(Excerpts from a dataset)
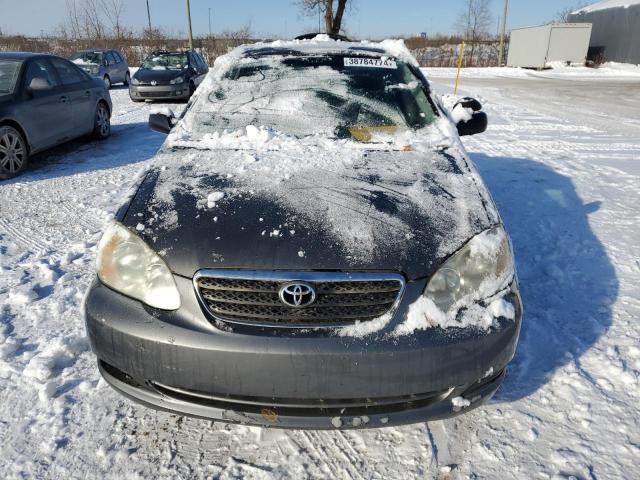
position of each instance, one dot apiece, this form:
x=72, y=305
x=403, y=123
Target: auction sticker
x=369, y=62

* * *

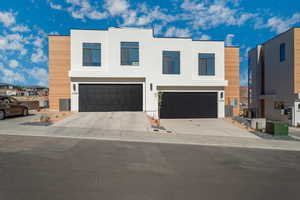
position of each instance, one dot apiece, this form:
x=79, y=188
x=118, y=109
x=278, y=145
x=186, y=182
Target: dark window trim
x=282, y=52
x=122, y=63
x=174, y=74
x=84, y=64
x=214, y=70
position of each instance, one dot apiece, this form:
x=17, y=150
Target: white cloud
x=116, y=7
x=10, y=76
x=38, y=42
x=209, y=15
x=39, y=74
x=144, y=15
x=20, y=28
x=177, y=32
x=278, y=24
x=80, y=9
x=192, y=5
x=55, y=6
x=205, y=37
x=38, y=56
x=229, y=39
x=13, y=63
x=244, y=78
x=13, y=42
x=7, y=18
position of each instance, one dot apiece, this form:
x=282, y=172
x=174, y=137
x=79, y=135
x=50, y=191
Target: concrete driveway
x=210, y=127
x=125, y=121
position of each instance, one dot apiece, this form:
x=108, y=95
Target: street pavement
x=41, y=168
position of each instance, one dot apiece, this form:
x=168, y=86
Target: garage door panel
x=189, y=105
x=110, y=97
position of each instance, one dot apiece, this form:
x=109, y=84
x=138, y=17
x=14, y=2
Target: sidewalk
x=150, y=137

Task statement
Only one stretch of the entries above is wanted: the lines from the one containing "Target: concrete driveway" through the one containing "x=109, y=84". Please reproduce it exactly.

Task output
Target: concrete driveway
x=210, y=127
x=125, y=121
position of each instance, one dot apiece, this form:
x=108, y=95
Target: street pavement
x=41, y=168
position of each instance, one dot apiece, this form:
x=168, y=86
Target: garage door panel
x=189, y=105
x=110, y=97
position of each instance, one dot apiece, this form:
x=109, y=84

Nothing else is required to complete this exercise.